"""

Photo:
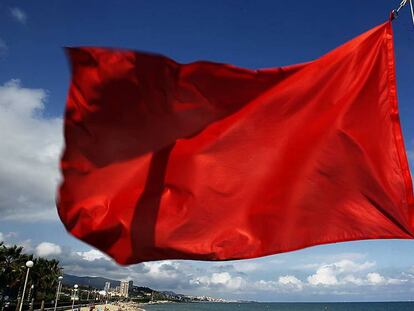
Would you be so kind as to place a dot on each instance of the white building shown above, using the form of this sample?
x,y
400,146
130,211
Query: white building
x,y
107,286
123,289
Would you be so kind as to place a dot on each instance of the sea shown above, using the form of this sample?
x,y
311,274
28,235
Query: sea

"""
"""

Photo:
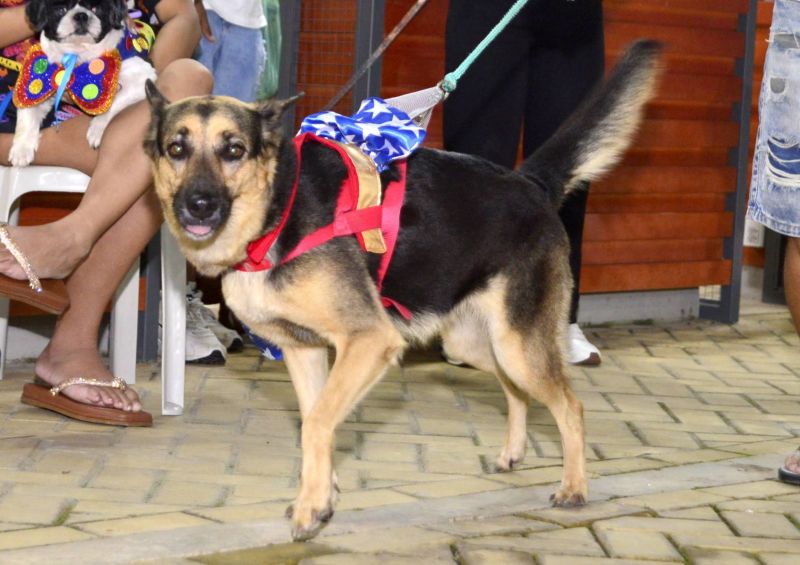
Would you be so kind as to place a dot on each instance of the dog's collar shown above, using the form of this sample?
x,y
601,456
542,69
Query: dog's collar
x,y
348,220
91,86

"""
"""

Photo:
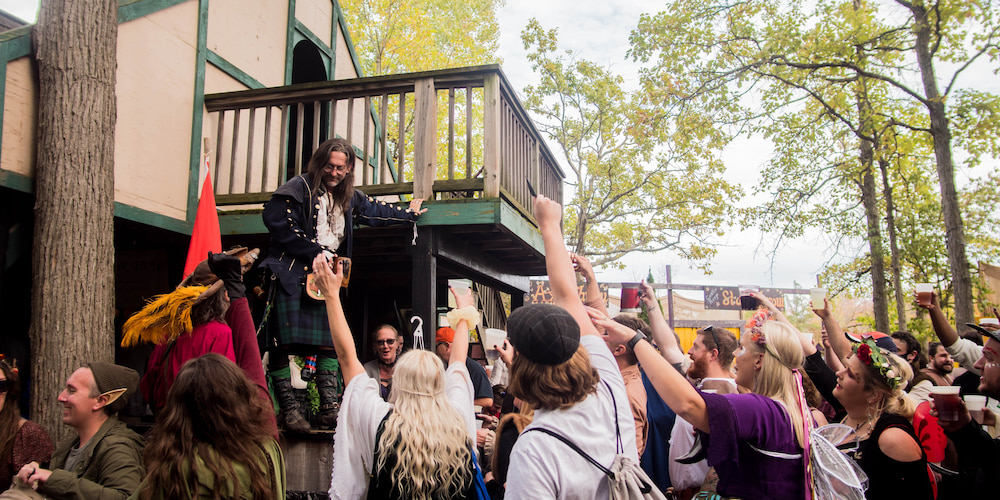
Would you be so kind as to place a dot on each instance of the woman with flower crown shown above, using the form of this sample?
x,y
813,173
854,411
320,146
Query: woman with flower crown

"""

Pull out each line of the records above that contains the word "building", and copy those lines in their original order.

Would you be so kind as to place a dot on each instance of the white building shown above, using the form of this sample?
Query: white building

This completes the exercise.